-- Opening Marker --
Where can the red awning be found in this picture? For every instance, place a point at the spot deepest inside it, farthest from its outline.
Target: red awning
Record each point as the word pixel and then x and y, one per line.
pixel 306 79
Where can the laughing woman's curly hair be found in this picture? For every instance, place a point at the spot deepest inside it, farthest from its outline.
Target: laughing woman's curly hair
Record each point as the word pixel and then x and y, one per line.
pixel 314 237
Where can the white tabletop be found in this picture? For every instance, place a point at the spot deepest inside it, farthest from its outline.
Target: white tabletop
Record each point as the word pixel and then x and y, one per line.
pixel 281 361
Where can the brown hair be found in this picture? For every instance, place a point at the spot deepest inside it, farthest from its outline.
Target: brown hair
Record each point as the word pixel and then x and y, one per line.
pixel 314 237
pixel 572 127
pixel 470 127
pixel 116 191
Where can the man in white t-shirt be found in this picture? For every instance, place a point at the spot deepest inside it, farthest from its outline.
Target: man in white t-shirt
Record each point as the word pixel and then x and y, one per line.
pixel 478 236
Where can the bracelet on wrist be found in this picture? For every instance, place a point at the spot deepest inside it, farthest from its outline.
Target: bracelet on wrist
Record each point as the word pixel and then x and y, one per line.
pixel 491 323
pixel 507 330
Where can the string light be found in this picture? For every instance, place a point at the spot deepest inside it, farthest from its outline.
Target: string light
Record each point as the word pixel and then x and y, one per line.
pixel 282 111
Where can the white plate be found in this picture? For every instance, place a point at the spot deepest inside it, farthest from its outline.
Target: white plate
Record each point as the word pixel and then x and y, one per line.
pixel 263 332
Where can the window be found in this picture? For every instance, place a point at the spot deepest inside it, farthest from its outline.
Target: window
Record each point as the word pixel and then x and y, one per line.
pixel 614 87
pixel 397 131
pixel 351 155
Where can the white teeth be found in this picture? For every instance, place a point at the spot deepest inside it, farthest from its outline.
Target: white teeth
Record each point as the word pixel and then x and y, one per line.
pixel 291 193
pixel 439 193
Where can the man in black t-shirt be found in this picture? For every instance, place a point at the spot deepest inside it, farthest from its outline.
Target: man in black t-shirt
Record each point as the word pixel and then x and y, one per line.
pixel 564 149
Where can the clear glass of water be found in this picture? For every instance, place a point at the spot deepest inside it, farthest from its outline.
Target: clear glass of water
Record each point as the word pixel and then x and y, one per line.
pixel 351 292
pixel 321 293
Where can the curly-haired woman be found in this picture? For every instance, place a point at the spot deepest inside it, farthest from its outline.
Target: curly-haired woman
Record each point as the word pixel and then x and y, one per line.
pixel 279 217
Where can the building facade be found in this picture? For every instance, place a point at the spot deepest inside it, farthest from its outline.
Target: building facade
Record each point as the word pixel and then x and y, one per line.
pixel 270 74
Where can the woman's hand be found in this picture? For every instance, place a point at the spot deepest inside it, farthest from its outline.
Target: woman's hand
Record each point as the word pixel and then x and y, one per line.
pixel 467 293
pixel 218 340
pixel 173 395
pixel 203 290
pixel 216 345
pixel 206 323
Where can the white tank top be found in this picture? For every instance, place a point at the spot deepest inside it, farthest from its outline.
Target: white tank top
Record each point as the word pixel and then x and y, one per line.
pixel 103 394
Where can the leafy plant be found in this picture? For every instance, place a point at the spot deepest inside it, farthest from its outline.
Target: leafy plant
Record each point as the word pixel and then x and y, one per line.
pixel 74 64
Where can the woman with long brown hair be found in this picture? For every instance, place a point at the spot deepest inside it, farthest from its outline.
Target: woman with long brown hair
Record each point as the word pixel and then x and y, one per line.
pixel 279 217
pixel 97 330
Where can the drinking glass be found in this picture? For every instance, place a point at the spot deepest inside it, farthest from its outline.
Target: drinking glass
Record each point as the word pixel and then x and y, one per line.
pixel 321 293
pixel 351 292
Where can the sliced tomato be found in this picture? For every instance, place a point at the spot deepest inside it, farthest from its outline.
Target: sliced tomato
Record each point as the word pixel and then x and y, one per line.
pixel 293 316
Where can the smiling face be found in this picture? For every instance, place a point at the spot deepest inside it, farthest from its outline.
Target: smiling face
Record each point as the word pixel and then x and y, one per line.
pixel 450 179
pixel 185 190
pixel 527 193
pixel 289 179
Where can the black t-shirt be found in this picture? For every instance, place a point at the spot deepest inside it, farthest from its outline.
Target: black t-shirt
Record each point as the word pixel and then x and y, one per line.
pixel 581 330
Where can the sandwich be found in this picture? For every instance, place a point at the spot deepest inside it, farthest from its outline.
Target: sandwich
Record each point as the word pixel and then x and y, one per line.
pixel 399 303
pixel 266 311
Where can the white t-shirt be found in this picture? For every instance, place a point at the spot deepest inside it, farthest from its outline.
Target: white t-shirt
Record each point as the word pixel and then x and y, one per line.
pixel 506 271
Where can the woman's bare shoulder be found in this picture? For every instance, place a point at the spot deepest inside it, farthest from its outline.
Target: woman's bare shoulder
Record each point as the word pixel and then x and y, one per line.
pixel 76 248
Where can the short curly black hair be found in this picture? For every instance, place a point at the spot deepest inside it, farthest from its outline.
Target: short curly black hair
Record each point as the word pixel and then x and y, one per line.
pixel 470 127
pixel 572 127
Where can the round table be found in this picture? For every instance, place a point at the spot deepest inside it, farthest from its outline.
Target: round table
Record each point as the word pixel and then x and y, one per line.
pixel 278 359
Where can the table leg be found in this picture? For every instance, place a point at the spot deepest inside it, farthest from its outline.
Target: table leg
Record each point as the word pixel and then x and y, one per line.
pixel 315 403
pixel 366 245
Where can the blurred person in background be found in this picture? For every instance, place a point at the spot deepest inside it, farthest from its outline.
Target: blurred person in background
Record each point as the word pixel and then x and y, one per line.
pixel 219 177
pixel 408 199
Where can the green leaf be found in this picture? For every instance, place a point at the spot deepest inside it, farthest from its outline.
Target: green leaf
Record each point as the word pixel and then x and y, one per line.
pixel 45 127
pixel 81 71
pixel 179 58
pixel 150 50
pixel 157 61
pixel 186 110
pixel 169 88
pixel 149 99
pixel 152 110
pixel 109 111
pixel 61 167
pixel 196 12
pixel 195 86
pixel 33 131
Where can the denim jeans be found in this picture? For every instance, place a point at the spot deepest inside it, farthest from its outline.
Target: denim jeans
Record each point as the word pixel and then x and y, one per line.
-- Closing Marker --
**EXERCISE DIRECTIONS**. Reproduce each entry from the records above, character for character.

**YOUR RESPONSE**.
Where can the red awning be found in this picture? For every instance, place a point at the spot deepest inside it, farthest from its outline.
Target: red awning
Record each point as the word pixel and then x and y, one per line.
pixel 306 79
Where can the laughing woman's curly hair be found in this picture? For every instance, place a point at the spot deepest inside it, farthest from its outline.
Target: laughing woman's curly hair
Record each point as the word pixel and then x and y, one per line.
pixel 314 237
Where can the white tabletop be found in this picture? For every instance, place a point at the spot deepest inside it, farthest from its outline.
Target: white tabletop
Record each point as the word pixel and then x and y, one per line.
pixel 281 361
Where can the brown hair be found in this picture? For every instance, place a point at the spot deepest inside it, farthest from its outline.
Target: brown hair
Record each point as the word pixel and then x and y, one per line.
pixel 314 237
pixel 572 127
pixel 470 127
pixel 116 191
Where can the man in white t-shirt be found in this picture? For every instance, place a point at the spot deepest inside it, farthest from its outline.
Target: man in white t-shirt
Record each point as the word pixel and then x and y, one per line.
pixel 478 236
Where can the bracelet on wrist be found in this picture? For every instance, place a point at the spot deepest inside it, farthest from its outline.
Target: bracelet on wrist
Record each point as the word pixel and then x and y, one per line.
pixel 491 323
pixel 507 330
Where can the string light be found in this picture? For every instance, place a point at the spot deepest inside it, farthest from its outline.
Target: string light
Record each point as the word pixel and then x and y, one per line.
pixel 282 111
Where can the white plate be found in this picture? For every instance, place a point at the spot deepest inside it, farthest from its outline.
Target: white plate
Record each point as the word pixel and then x and y, one per line.
pixel 263 332
Where can the window be found in this picture? For every instance, place a point at the spot deepest inside it, farthest from its outline.
Target: window
Record each point as the word pixel and then x and y, one per line.
pixel 614 87
pixel 397 131
pixel 351 155
Where can the white teeth be found in this picture? For every instance, place a point at the spot deepest inside it, farthest from its outline.
Target: white teeth
Record each point as the word pixel and then x and y, one per line.
pixel 291 193
pixel 439 193
Where can the man in black t-shirt be found in this picture? For every instance, place a point at the spot deepest inside it, farthest from its outline.
Target: man in black t-shirt
Record each point as the word pixel and then x and y, one per line.
pixel 564 149
Where can the clear glass of water be found in this picture? For every instance, place a point at the spot deepest inside it, farthest from its outline.
Target: clear glass of water
Record each point as the word pixel and then x and y, one per line.
pixel 351 292
pixel 321 293
Where can the curly-haired woman be found in this picture? For every instance, place a point at the spot deepest inside it, farthest from its outline.
Target: curly-haired woman
Record each point as the word pixel and then x and y, one per line.
pixel 279 217
Where can the building facade be found in this picture? For every instance, place a point at the spot deepest inside it, farthest from its outline.
Target: building facade
Record each point as the word pixel and then x and y, one per line.
pixel 270 74
Where can the woman's hand be found in this picture? For every instance, place a point at the spot deepest inside it, farthest from its outline.
Target: woman's hand
Record each point as the word pixel and then x and y, one per line.
pixel 467 293
pixel 218 340
pixel 173 395
pixel 203 290
pixel 216 345
pixel 206 323
Where can the white tank top be found in this picture? For every instance, place a point at the spot deepest inside it, farthest from its outline.
Target: white tank top
Record each point as the word pixel and then x and y, one per line.
pixel 103 394
Where can the leafy plant be found in this picture? For every instance, place a point at the spot deepest inside it, farthest from its outline.
Target: leafy plant
Record each point as the word pixel and then x and y, one per line.
pixel 74 64
Where can the woman with long brown hair be found in this picture? For every instance, place a point at the spot deepest inside it, farthest from its outline.
Target: woman with long brown hair
Record each point as the word pixel and then x and y, one per line.
pixel 279 217
pixel 97 330
Where can the drinking glass be found in this picture? For every instance, place a point at the spot deepest inside it, farthest from its outline.
Target: drinking glass
Record each point as the word pixel and then x and y, one per line.
pixel 321 293
pixel 351 292
Where can the sliced tomato be found in this picture? For every instance, place a point at the spot deepest inside it, farthest from its outline.
Target: sliced tomato
Record each point as the word pixel and then x and y, one per line.
pixel 293 316
Where can the smiling face be found in this picture? For every instance, place a point at the spot deepest inside it, farthest from its outline.
Target: smiling face
Record each point as the word pixel and then x and y, one per line.
pixel 450 179
pixel 185 190
pixel 527 193
pixel 289 179
Where can the black t-shirt be found in this picture? For every instance, place a point at the spot deepest inside it, farthest from its outline.
Target: black t-shirt
Record each point as the word pixel and then x and y, one per line.
pixel 581 330
Where can the sandwich be found in this picture? For every instance, place a point at the spot deepest inside it, farthest from its outline.
Target: sandwich
Record each point as the word pixel and then x and y, one per line.
pixel 399 303
pixel 266 311
Where can the white t-shirt be found in this picture? For every instance, place a point at the spot deepest inside it, farthest from its outline.
Target: white t-shirt
Record each point as the word pixel and then x and y, one per line.
pixel 506 271
Where can the woman's bare shoulder be found in this picture? For every instance, place a point at the spot deepest inside it, farthest from its outline.
Target: woman's bare shoulder
Record each point as the word pixel and then x and y, one per line.
pixel 76 248
Where can the short curly black hair be found in this picture? For every instance, place a point at the spot deepest inside it, farthest from its outline.
Target: short curly black hair
Record each point as the word pixel and then x and y, one per line.
pixel 470 127
pixel 572 127
Where can the round table be found in this picture? For every instance, place a point at the spot deepest inside it, farthest from its outline.
Target: round table
Record each point as the word pixel and then x and y, one per line.
pixel 278 359
Where can the table leg be found in this picture? For every instance, place a point at the spot deepest inside it, farthest from its outline.
Target: table leg
Record each point as the word pixel and then x and y, one per line.
pixel 315 403
pixel 366 245
Where can the blurred person in background be found in this picture? For every instance, place a point at the spot deepest inside it, farthest from its outline.
Target: blurred person in background
Record each point as the word pixel and then x and y, one per line.
pixel 219 177
pixel 408 199
Where can the green leaf be found in this picture? For every instance, place a point at the spot deepest inside it, farthest from its outline.
Target: green leaf
Record each point as the word pixel and then x and y, one per line.
pixel 45 127
pixel 81 71
pixel 179 58
pixel 150 50
pixel 157 61
pixel 186 110
pixel 169 88
pixel 149 99
pixel 152 110
pixel 109 111
pixel 61 167
pixel 196 12
pixel 195 86
pixel 33 131
Where can the denim jeans be found in this picture? For every instance, place a point at the spot deepest inside it, farthest from its outline.
Target: denim jeans
Record each point as the word pixel and then x and y, one per line.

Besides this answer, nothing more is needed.